EXTRACTED MATERIAL section start
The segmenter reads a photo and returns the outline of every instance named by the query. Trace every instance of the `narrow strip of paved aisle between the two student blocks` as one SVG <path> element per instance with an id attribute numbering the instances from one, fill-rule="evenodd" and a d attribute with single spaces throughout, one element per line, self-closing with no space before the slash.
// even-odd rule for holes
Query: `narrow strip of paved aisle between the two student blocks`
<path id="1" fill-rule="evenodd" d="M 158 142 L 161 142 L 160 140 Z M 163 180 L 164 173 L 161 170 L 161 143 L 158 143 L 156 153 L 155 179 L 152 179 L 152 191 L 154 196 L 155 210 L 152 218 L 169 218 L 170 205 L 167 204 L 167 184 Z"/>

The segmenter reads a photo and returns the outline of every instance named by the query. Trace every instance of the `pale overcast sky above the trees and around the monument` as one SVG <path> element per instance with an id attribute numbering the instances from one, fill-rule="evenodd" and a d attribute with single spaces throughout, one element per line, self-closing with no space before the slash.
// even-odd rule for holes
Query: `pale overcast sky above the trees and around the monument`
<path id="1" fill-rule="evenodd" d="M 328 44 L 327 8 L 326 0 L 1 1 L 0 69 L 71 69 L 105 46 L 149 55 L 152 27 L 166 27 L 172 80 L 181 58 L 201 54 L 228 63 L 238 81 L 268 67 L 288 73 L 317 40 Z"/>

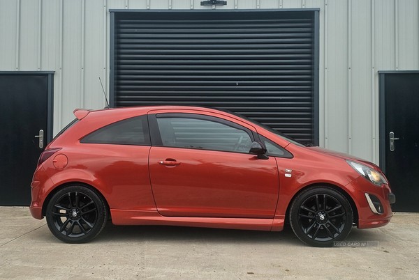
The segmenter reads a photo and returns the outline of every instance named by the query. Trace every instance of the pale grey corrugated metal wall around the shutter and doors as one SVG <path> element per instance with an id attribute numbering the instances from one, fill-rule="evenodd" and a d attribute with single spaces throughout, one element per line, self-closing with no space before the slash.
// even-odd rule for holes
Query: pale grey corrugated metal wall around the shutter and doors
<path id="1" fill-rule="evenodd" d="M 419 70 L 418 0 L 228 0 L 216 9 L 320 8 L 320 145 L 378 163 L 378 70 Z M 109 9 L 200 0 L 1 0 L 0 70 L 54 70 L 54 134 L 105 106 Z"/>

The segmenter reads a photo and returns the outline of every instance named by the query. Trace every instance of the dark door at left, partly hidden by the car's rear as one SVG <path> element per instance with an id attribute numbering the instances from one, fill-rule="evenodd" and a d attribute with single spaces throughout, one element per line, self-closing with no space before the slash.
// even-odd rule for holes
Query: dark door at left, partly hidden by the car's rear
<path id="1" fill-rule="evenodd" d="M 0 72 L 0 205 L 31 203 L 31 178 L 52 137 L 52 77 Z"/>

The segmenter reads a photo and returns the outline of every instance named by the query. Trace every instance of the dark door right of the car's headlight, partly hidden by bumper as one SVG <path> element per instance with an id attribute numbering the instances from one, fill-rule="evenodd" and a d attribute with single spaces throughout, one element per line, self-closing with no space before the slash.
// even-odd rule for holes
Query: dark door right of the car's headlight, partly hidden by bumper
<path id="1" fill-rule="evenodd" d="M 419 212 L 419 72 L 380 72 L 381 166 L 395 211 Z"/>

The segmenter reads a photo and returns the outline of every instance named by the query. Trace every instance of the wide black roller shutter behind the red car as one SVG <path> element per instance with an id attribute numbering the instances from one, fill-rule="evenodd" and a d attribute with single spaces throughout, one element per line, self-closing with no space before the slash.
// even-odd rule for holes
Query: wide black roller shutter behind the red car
EXTRACTED MATERIAL section end
ABOUT THIS EXERCISE | Pictures stay out; the entries above are to be output exactly as given.

RESULT FOR THIS EXERCISE |
The segmenter reads a photo and returns the outline of every instance named by the query. Trace every instance of the `narrow strip of paved aisle between the two student blocks` as one SVG <path> element per instance with an id attribute numbering the instances from one, fill-rule="evenodd" and a d attribute with single spaces throughout, one element per line, self-closing with no space before the slash.
// even-odd rule for holes
Query: `narrow strip of paved aisle between the two student blocks`
<path id="1" fill-rule="evenodd" d="M 158 142 L 161 142 L 160 140 Z M 163 180 L 164 173 L 161 170 L 161 143 L 158 143 L 156 153 L 155 179 L 152 179 L 152 191 L 154 196 L 155 210 L 152 218 L 169 218 L 170 205 L 167 204 L 167 184 Z"/>

The segmenter reads a photo and returns the outline of every instance named by the query. Trace every instance of the `pale overcast sky above the trees and around the monument` as one SVG <path> element per instance with an id attribute numbering the instances from one, fill-rule="evenodd" and a d attribute with single spaces throughout, one element per line, self-closing with no space before the slash.
// even-odd rule for holes
Query: `pale overcast sky above the trees and around the monument`
<path id="1" fill-rule="evenodd" d="M 328 44 L 327 8 L 326 0 L 1 1 L 0 69 L 71 69 L 105 46 L 149 55 L 152 27 L 166 27 L 172 80 L 181 58 L 201 54 L 228 63 L 238 81 L 268 67 L 288 73 L 317 40 Z"/>

The segmenter reads a photo and returns the outline of every instance named by the query. Trace every instance of the pale grey corrugated metal wall around the shutter and doors as one SVG <path> element per instance with an id attribute numbering the instances from one, fill-rule="evenodd" and a d attribute with single spaces throughout, one element per line, self-closing with no space before the slash.
// even-odd rule for holes
Query: pale grey corrugated metal wall around the shutter and doors
<path id="1" fill-rule="evenodd" d="M 419 70 L 418 0 L 228 0 L 216 9 L 320 8 L 320 145 L 378 163 L 378 70 Z M 109 9 L 200 0 L 1 0 L 0 70 L 54 70 L 54 134 L 105 106 Z"/>

The segmenter reads a photo and returns the outline of every instance named by the query. Trace every instance of the dark door at left, partly hidden by the car's rear as one SVG <path> element per instance with an id attribute numbering the instances from one, fill-rule="evenodd" and a d attribute with single spaces throughout, one element per line, self-closing with no space before the slash.
// even-odd rule for holes
Query: dark door at left, partly hidden by the car's rear
<path id="1" fill-rule="evenodd" d="M 0 72 L 0 205 L 31 203 L 31 178 L 52 137 L 52 77 Z"/>

The segmenter reads a photo and returns the outline of every instance named by the query. Trace every instance of the dark door right of the car's headlight, partly hidden by bumper as one SVG <path> element per instance with an id attribute numbering the instances from one, fill-rule="evenodd" and a d attribute with single spaces throughout, one element per line, self-closing with no space before the slash.
// even-odd rule for holes
Query: dark door right of the car's headlight, partly hidden by bumper
<path id="1" fill-rule="evenodd" d="M 419 212 L 419 72 L 380 72 L 381 166 L 395 211 Z"/>

The segmenter reads a photo and returns the outline of every instance named by the query. Trace every instance of the wide black roller shutter behind the red car as one SVG <path> element per instance with an id attribute numbering the instances from one, fill-rule="evenodd" and a d attribute with single spaces throughout, one element per line, self-closing with no space before the slash.
// even-odd rule for holes
Query: wide black roller shutter behind the red car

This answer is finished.